● **Selected passage**:
..........

Adrian Tennant: Marvelous. Thank you, I love that story. Throughout your book, you provide prompts that help readers apply semiotics to their own challenges. That funereal jam store case study introduces the first of these, “Where have I seen this before?” So Rachel, what makes this a foundational prompt?

Dr. Rachel Lawes: So I want to say that this is the beginning of semiotic analysis – it’s not the end. But it’s a great place to start. And the reason why we want to start with this question of “Where have I seen this before?” is because we are asking it on behalf of consumers. Because if you have a new brand or a new product and you put that stuff in stores when consumers encounter it for the first time, the immediate question that they will ask, whether on a conscious or an unconscious level, is “Where have I seen this before?” And so that’s why it’s so crucial because your consumers are going to use their knowledge, their cultural experiences that they’ve had so far. For example, they’re going to use their knowledge of funerals that they’ve attended to make a decision about what this new thing is supposed to mean. Make sense?

Adrian Tennant: Yeah, completely. Let’s take a short break. We’ll be right back after these messages.

Seth Segura: I’m Seth Segura, VP and Creative Director at Bigeye. Every week, IN CLEAR FOCUS addresses topics that impact our work as creative professionals. At Bigeye, we always put audiences first. For every engagement, we commit to really understanding our clients’ prospects and customers. Through our own primary research, we capture valuable data about people’s attitudes, behaviors, and motivations. These insights inform our strategy and guide our creative briefs. Clients see them brought to life in inspiring, imaginative brand-building and persuasive activation campaigns. If you’d like to put Bigeye’s audience-focused creative communications to work for your brand, please contact us. Email info@bigeyeagency.com. Bigeye. Reaching the Right People, in the Right Place, at the Right Time.

..........

● **Extracted entries**:
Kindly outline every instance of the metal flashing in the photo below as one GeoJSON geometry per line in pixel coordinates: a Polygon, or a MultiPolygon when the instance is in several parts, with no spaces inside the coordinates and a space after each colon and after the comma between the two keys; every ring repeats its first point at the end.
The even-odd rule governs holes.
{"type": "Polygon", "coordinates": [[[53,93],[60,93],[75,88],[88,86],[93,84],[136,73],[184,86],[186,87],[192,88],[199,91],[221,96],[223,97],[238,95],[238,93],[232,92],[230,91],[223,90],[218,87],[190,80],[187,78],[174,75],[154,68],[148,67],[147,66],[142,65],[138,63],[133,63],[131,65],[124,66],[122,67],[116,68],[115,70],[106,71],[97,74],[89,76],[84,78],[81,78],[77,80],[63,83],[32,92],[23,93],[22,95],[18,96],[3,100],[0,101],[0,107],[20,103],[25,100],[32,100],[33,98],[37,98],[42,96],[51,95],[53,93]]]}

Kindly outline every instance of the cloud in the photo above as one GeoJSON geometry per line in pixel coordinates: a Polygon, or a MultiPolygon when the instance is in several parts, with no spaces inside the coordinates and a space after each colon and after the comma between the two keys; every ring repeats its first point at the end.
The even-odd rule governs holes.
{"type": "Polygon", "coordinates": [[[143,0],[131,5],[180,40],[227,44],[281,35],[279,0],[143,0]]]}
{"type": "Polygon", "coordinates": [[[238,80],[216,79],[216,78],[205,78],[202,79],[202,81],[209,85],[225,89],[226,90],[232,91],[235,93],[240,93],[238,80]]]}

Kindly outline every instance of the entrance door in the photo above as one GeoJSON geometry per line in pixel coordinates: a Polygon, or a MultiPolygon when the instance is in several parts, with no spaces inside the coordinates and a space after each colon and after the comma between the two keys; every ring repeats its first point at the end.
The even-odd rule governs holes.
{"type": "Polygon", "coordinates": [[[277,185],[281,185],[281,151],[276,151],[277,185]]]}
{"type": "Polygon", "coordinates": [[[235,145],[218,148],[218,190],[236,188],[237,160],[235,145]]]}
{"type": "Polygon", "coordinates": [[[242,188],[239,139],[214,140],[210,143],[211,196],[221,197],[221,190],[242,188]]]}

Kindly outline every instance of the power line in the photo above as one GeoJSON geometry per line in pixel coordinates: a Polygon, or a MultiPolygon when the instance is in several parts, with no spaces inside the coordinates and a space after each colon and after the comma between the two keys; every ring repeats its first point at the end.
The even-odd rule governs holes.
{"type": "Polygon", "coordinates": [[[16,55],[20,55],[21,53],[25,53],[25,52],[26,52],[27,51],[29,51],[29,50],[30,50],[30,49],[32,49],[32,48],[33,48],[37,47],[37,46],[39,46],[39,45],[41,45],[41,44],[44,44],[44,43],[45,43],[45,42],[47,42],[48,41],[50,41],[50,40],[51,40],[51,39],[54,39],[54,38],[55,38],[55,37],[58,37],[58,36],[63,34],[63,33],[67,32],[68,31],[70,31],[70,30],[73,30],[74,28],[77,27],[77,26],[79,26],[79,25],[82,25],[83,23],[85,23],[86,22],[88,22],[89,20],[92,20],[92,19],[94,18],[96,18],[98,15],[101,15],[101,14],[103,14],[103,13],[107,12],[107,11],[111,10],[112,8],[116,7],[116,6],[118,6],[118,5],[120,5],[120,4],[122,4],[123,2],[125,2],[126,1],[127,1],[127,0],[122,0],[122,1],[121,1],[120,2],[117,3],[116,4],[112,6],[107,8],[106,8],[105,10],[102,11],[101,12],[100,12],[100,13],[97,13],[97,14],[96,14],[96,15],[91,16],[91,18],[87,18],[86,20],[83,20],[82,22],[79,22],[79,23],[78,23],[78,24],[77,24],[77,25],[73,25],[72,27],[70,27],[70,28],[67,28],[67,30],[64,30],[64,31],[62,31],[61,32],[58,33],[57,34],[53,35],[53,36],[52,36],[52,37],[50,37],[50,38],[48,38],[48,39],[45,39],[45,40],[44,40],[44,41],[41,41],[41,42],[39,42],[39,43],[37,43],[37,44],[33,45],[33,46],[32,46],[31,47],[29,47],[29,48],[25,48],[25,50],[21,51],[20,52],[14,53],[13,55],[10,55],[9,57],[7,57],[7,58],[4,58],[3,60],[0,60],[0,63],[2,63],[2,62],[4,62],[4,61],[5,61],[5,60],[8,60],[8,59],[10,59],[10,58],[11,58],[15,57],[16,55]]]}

..........

● **The exercise**: Quote the semiotics interview word for word, starting with "Adrian Tennant: Marvelous." and going on through "a foundational prompt?". Rely only on the semiotics interview, not on the data.

● **Response**:
Adrian Tennant: Marvelous. Thank you, I love that story. Throughout your book, you provide prompts that help readers apply semiotics to their own challenges. That funereal jam store case study introduces the first of these, “Where have I seen this before?” So Rachel, what makes this a foundational prompt?